## Begin Supplied records

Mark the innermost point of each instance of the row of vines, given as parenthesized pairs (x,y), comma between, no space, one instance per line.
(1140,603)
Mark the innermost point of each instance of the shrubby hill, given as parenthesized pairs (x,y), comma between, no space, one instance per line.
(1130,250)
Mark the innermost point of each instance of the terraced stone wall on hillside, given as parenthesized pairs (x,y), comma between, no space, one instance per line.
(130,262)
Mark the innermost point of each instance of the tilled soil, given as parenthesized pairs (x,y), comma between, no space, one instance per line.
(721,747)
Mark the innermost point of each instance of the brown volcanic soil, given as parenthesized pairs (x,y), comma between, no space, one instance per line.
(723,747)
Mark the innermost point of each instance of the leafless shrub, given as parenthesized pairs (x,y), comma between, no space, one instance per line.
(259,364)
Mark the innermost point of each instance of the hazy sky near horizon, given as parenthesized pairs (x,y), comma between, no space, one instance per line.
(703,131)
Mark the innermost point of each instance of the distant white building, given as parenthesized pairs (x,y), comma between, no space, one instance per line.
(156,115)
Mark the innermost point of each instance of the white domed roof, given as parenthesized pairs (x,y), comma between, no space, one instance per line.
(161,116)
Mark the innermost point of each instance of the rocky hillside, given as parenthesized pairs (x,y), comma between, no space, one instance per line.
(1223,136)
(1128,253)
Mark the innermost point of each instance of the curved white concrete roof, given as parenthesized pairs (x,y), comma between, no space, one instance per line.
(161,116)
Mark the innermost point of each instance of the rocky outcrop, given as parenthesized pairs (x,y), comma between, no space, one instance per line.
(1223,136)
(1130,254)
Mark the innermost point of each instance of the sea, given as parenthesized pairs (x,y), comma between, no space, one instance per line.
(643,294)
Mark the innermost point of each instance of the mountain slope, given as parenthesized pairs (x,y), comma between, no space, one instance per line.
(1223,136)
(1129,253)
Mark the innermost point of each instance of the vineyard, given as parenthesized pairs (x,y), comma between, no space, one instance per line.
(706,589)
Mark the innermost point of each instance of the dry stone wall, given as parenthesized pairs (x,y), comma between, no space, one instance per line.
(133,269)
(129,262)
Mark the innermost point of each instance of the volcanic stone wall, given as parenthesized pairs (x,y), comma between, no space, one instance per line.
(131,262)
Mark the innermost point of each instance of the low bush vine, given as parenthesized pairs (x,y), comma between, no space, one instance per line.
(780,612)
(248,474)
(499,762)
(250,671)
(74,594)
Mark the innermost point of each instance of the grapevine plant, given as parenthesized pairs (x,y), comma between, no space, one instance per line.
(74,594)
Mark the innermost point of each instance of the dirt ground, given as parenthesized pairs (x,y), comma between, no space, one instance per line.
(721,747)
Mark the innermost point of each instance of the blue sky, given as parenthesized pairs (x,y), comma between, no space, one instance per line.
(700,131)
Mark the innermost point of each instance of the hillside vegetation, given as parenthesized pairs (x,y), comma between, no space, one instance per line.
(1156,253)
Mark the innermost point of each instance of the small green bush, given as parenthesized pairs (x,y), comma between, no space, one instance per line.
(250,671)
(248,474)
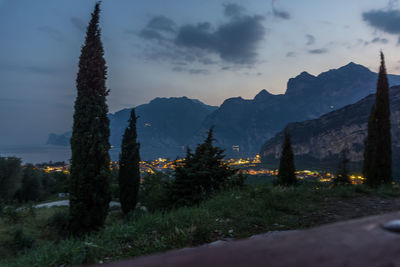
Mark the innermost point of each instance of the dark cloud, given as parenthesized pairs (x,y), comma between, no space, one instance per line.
(233,10)
(161,23)
(158,28)
(384,20)
(235,41)
(310,39)
(380,40)
(191,71)
(79,24)
(30,69)
(291,54)
(52,33)
(278,13)
(199,71)
(151,35)
(318,51)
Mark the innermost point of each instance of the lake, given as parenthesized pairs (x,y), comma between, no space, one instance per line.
(44,153)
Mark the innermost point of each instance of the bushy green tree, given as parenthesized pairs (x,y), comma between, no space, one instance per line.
(378,145)
(129,169)
(201,173)
(342,176)
(31,188)
(10,177)
(369,164)
(384,137)
(90,173)
(286,172)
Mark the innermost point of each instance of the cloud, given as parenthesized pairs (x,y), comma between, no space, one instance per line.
(385,20)
(380,40)
(79,24)
(52,33)
(191,71)
(310,39)
(233,10)
(291,54)
(278,13)
(158,28)
(161,23)
(30,69)
(318,51)
(235,41)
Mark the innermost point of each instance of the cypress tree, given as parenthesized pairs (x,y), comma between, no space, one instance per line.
(129,169)
(286,172)
(202,173)
(90,174)
(384,139)
(378,145)
(342,176)
(369,164)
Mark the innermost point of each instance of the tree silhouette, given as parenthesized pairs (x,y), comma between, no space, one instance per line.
(286,175)
(90,173)
(129,169)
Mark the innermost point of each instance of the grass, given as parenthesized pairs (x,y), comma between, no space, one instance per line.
(231,214)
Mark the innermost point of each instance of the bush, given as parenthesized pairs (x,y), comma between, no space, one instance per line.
(59,222)
(21,241)
(11,214)
(153,192)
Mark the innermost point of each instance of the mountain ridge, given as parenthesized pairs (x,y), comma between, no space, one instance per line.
(248,123)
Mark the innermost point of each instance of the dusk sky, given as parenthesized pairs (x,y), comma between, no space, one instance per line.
(208,50)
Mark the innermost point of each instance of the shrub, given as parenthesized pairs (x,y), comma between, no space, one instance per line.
(153,192)
(11,214)
(59,222)
(21,241)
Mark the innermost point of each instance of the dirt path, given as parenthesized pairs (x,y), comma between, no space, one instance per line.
(340,209)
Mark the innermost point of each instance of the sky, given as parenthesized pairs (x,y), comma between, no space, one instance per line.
(209,50)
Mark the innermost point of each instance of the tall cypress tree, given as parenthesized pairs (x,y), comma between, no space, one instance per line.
(201,174)
(384,138)
(90,173)
(378,145)
(286,172)
(129,169)
(369,164)
(342,176)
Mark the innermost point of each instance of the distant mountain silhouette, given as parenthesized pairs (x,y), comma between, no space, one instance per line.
(249,123)
(166,125)
(318,143)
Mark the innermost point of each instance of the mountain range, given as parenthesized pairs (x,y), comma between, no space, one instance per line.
(167,125)
(319,142)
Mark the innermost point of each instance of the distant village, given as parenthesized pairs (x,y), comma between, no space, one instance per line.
(248,166)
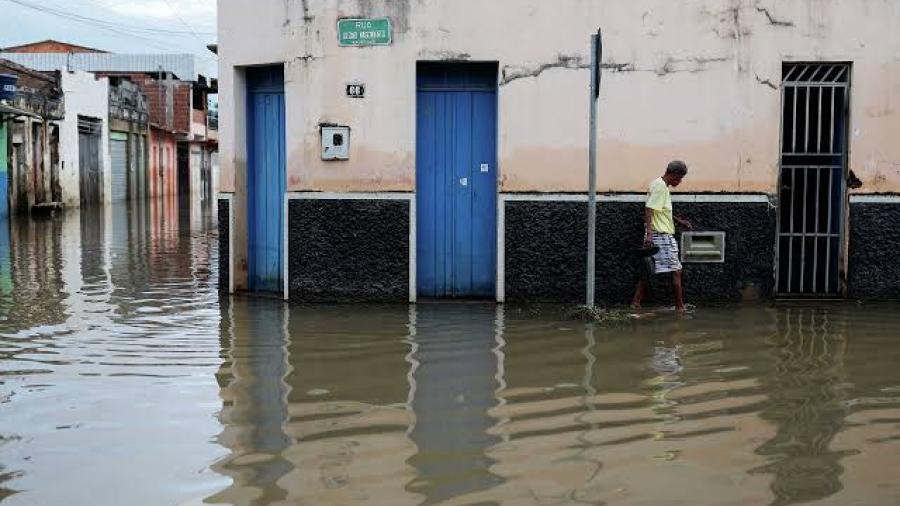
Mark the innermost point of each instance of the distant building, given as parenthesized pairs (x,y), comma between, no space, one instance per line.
(31,136)
(390,150)
(174,152)
(50,46)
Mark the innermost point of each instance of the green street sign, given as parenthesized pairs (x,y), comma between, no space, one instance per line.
(364,32)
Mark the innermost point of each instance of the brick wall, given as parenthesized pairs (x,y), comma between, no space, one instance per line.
(169,101)
(182,107)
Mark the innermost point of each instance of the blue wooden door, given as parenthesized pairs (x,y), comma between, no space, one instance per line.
(265,178)
(456,182)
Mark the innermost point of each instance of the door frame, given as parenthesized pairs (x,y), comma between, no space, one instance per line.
(498,226)
(248,111)
(844,226)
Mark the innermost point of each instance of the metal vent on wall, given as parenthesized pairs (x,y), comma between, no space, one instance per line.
(703,247)
(812,181)
(89,125)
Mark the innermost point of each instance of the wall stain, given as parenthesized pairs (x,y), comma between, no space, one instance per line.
(444,56)
(765,82)
(510,74)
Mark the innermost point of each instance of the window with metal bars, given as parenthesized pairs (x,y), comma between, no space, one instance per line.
(812,182)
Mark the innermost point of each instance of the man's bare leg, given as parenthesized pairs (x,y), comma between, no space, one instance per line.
(639,291)
(679,294)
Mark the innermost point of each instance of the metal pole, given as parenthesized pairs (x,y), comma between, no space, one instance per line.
(596,54)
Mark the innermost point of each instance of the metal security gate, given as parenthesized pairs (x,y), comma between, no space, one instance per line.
(118,154)
(812,181)
(89,173)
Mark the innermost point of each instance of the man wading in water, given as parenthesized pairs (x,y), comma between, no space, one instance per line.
(659,231)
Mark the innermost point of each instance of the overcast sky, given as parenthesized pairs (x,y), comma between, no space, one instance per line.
(126,26)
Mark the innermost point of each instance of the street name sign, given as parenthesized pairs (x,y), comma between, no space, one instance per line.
(364,32)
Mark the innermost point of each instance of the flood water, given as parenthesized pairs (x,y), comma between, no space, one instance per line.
(126,379)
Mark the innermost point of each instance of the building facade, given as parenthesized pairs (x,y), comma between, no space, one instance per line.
(160,137)
(32,139)
(377,150)
(85,175)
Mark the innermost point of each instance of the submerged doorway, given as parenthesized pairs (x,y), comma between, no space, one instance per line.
(265,177)
(812,179)
(456,179)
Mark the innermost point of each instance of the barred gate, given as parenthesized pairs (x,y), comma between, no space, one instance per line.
(812,179)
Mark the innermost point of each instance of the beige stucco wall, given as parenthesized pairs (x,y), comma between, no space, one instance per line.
(693,86)
(85,95)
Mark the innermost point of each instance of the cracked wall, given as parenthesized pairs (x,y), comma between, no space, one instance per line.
(693,80)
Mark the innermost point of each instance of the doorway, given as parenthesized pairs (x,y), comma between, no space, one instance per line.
(812,179)
(90,175)
(456,179)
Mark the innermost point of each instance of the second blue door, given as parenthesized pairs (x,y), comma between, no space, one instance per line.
(265,178)
(456,180)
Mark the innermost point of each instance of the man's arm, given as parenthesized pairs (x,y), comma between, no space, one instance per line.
(684,223)
(648,226)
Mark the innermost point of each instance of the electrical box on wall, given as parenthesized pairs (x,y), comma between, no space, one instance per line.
(335,143)
(703,247)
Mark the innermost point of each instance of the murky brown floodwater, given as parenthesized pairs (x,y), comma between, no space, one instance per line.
(125,379)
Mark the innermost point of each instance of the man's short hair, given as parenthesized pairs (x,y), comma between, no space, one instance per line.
(677,167)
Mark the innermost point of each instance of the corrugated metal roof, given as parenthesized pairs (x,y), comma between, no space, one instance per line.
(184,66)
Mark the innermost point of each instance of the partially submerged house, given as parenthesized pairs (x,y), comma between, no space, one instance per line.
(382,150)
(30,119)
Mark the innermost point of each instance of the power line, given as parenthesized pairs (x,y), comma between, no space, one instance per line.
(183,22)
(109,26)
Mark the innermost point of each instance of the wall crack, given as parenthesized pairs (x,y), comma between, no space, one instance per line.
(766,82)
(772,19)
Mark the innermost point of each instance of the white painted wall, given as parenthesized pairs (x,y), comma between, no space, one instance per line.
(694,86)
(87,96)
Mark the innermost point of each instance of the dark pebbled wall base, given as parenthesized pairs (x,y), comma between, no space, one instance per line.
(874,242)
(348,250)
(224,214)
(545,252)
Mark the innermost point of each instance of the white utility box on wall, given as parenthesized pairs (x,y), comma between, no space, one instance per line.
(335,143)
(703,247)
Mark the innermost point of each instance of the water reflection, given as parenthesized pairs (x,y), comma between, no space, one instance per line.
(455,387)
(124,374)
(808,387)
(254,395)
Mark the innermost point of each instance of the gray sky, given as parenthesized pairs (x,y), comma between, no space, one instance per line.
(124,26)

## End Supplied records

■ **Exercise brief**
Repeat the lines from the one containing "Mark the innermost point of each instance of the partially" through the end of the listing, exactly and without any other lines; both ends are included.

■ **Task solution**
Mark the innermost point of each instance of the partially submerged house, given as parenthesized pairs (x,y), comma between, no space, one instance per line.
(382,150)
(30,119)
Mark the innermost point of each instance of the power line, given as parenthesized pairs (x,y), comma between, no space, one instance per line.
(183,22)
(109,26)
Mark the innermost point of each instance of the wall crack, given as parenthesized pairs (x,y), comma between, no space, one instance per line.
(766,82)
(772,19)
Mark the innermost point of each instance of the white painted wall, given as parenthesized pairs (x,y), comma between, no space, one instance per line.
(694,86)
(87,96)
Mark the innermost point of each instance of the dark pebbled wall base, given as parenthesized pairs (x,y), comma between, no space, one instance per line.
(874,242)
(348,250)
(224,214)
(545,252)
Mark the innermost point of each instance of the white utility box on wall, given as parenthesized pairs (x,y), comma between, no space, one instance per line.
(335,143)
(703,247)
Mark the innermost point of each instance of the water reflection, given as parenthesized pairs (x,y), comma between, no space, one instance per line.
(455,387)
(124,374)
(808,387)
(254,395)
Mark the innermost point of each instance of the gray sky, given as parenthesized pairs (x,y), comma between, no space, one instance per line.
(124,26)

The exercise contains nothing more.